And just like that, the last summer edition of Keep Writing is upon us. In this month’s newsletter, we’re looking ahead to the fall, both in terms of upcoming deadlines and our mindsets. Belly up to the garden tomato bar—please, like we’re going to let the endless rains of August stop us from enjoying a good Caprese—and if you’re new here, please accept our warmest welcomes as you help yourself to the heaping offerings in our archives.
August may be considered the cliché “slow season” in publishing, but nearly every other corner of the Northern Hemisphere seems to crackle with frenzied activity this time of year. Plants weigh heavy with plenty; farmers and gardeners race to keep up with the harvest before the first frost lays waste to the abundance. Parents hasten to tick off shopping lists before the first school bell chimes; older students heave duffels and hastily taped boxes into station wagons and set off for their dorms.

COLLECTED MATERIAL:
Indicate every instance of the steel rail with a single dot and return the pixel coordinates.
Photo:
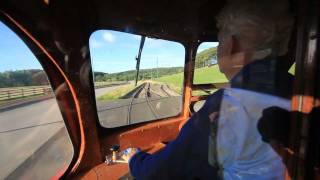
(134, 95)
(147, 92)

GIVEN INSTRUCTION: From the newsletter excerpt above, copy word for word the passage that begins with the words "August may be" and ends with "for their dorms.".

THE COMPLETED TASK:
August may be considered the cliché “slow season” in publishing, but nearly every other corner of the Northern Hemisphere seems to crackle with frenzied activity this time of year. Plants weigh heavy with plenty; farmers and gardeners race to keep up with the harvest before the first frost lays waste to the abundance. Parents hasten to tick off shopping lists before the first school bell chimes; older students heave duffels and hastily taped boxes into station wagons and set off for their dorms.